== INPUT DATA
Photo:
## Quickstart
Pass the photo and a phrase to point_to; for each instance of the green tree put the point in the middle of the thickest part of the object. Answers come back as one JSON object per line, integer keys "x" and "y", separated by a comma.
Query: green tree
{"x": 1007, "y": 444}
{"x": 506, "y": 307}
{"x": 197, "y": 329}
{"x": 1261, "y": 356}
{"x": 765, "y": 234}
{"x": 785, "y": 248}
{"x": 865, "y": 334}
====
[WHAT THE TASK ASKS]: Only one stretch of the data is wanted: the lines from the one with "Pass the photo" through the last, repeated exactly.

[REPLY TO THE EXERCISE]:
Pass the photo and a phrase to point_to; for each instance of the green tree put the point in the middle of the thickest part of the object. Answers come back as one JSON object per line, integer keys "x" and "y", separated by a comma.
Query: green tree
{"x": 1007, "y": 444}
{"x": 506, "y": 307}
{"x": 197, "y": 329}
{"x": 1261, "y": 356}
{"x": 765, "y": 234}
{"x": 785, "y": 248}
{"x": 865, "y": 334}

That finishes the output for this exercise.